*DATA TO USE:*
----

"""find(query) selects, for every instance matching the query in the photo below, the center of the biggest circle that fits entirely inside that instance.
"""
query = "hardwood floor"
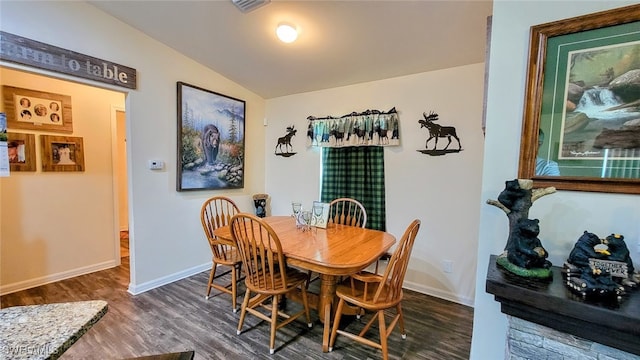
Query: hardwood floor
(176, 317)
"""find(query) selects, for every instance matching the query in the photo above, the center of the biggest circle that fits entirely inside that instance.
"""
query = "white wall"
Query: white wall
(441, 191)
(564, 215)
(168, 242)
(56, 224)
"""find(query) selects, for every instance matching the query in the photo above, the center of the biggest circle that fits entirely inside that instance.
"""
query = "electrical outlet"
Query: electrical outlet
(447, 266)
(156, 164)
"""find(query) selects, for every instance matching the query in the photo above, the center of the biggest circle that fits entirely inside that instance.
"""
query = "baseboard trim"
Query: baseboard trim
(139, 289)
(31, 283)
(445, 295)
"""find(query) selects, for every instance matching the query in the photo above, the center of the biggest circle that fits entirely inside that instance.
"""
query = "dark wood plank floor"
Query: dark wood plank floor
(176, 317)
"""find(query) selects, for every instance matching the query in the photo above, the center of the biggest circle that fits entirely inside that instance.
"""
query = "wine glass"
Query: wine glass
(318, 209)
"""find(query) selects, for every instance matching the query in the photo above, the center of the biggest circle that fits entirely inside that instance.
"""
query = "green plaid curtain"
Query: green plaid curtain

----

*DESCRIPTION OF THE TASK:* Put every line of the data above into a JSON list of strings, one string per line, with blank lines omitted and the pictures left out.

*FINISHED ANSWER:*
[
  "\"\"\"find(query) selects, for every instance matching the query in the photo below, the center of the biggest circle that fits entirely inside that instance.",
  "\"\"\"",
  "query = \"hardwood floor\"",
  "Query: hardwood floor",
  "(176, 317)",
  "\"\"\"find(query) selects, for every instance matching the query in the photo above, the center of the biggest circle that fits entirely inside that instance.",
  "\"\"\"",
  "query = \"white wall\"",
  "Query: white wall",
  "(441, 191)",
  "(564, 215)",
  "(168, 242)",
  "(56, 224)",
  "\"\"\"find(query) selects, for every instance matching the query in the photo above, the center of the biggest circle that fits entirely inside that instance.",
  "\"\"\"",
  "query = \"electrical outlet\"",
  "Query: electrical outlet",
  "(447, 266)",
  "(156, 164)",
  "\"\"\"find(query) selects, for every instance matching the query in the photo above, the center of the biggest circle that fits entirely inside that instance.",
  "\"\"\"",
  "query = \"baseboard trim\"",
  "Query: baseboard trim",
  "(139, 289)",
  "(31, 283)",
  "(445, 295)",
  "\"\"\"find(query) selects, for every instance matching the query in the photo above, the center of the biggest circle that fits entirely inside that instance.",
  "\"\"\"",
  "query = \"dark wood plank floor\"",
  "Query: dark wood plank floor",
  "(176, 317)",
  "\"\"\"find(query) selects, for every instance matching the query in the photo above, the center of the biggest circle that fits entirely inside that instance.",
  "\"\"\"",
  "query = \"wine glass\"",
  "Query: wine glass",
  "(318, 209)",
  "\"\"\"find(query) selects, for every instance matching the query in the photo above, the center of the biggest circle that fits entirely inside that instance.",
  "\"\"\"",
  "query = \"green plaid curtain\"",
  "Query: green plaid curtain"
]